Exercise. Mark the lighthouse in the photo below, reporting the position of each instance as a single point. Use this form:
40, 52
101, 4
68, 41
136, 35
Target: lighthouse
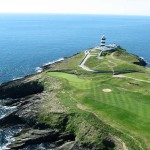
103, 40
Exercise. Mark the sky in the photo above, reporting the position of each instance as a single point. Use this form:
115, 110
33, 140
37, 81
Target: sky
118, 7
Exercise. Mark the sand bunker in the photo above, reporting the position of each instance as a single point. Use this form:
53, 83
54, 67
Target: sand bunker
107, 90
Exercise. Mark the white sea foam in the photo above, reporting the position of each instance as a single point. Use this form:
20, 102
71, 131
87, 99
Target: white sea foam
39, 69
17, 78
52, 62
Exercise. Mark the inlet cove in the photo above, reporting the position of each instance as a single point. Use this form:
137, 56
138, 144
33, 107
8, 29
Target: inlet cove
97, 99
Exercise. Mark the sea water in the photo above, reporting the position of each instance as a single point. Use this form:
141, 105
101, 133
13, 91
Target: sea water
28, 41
----
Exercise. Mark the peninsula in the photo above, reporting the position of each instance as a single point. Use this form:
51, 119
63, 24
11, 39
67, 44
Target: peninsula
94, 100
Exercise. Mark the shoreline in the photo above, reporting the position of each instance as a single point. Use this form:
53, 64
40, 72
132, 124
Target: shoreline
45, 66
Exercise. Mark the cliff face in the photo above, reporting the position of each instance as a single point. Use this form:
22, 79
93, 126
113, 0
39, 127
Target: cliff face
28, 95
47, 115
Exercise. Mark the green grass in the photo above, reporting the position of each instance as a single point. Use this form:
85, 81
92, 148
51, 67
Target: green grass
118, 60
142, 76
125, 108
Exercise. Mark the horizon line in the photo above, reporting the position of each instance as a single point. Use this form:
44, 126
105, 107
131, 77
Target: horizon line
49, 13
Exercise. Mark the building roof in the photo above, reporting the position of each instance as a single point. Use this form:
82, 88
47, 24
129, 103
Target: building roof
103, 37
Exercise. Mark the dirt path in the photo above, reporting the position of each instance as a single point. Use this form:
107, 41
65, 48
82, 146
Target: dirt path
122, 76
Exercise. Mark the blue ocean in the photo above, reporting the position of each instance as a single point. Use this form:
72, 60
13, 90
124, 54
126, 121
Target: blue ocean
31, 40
----
▶ _Requirement_
Please gather every line of the data above that contains the word "lighthouse" and copy each one.

▶ _Response to this exercise_
Exercise. Mark the lighthouse in the photo below, reporting the position of each instance as a single point. Use this form:
Target: lighthouse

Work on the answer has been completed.